Your reply should consist solely of the lines from the one containing "column 6, row 48" through the end of the data, restated word for word.

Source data
[Start of Attachment]

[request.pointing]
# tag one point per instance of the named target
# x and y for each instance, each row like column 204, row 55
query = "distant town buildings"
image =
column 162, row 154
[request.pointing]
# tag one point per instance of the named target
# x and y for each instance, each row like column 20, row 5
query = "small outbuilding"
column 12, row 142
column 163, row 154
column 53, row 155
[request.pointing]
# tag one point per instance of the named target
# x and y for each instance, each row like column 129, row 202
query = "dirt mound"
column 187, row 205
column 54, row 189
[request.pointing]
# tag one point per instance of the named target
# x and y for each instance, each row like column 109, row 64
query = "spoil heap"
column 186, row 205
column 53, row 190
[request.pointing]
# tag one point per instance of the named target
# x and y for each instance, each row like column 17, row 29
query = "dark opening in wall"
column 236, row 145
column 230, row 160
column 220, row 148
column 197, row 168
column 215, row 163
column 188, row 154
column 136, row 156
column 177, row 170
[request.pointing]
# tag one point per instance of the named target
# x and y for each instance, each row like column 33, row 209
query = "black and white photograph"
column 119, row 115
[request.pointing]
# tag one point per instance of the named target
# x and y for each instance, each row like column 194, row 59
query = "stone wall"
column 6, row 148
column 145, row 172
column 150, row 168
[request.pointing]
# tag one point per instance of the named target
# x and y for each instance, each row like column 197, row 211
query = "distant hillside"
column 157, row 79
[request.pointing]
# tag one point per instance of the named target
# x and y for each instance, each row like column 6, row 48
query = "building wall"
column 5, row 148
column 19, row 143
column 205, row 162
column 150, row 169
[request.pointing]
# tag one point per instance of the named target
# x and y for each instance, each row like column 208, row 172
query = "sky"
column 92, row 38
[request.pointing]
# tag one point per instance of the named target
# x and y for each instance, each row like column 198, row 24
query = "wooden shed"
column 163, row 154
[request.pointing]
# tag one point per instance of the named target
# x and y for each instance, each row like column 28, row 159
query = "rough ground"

[End of Attachment]

Response below —
# x and y for each instance, each row like column 6, row 48
query = "building wall"
column 5, row 148
column 19, row 143
column 205, row 162
column 150, row 169
[request.pointing]
# tag one point per instance of the named target
# x and y for each instance, each row like column 208, row 172
query = "sky"
column 92, row 38
[request.pointing]
# tag one point per instance of the named target
# x and y for each instance, each row like column 198, row 24
query = "wooden shed"
column 163, row 154
[request.pointing]
# tag one point per instance of the named target
# x and y for each instance, each row like column 28, row 159
query = "rough ground"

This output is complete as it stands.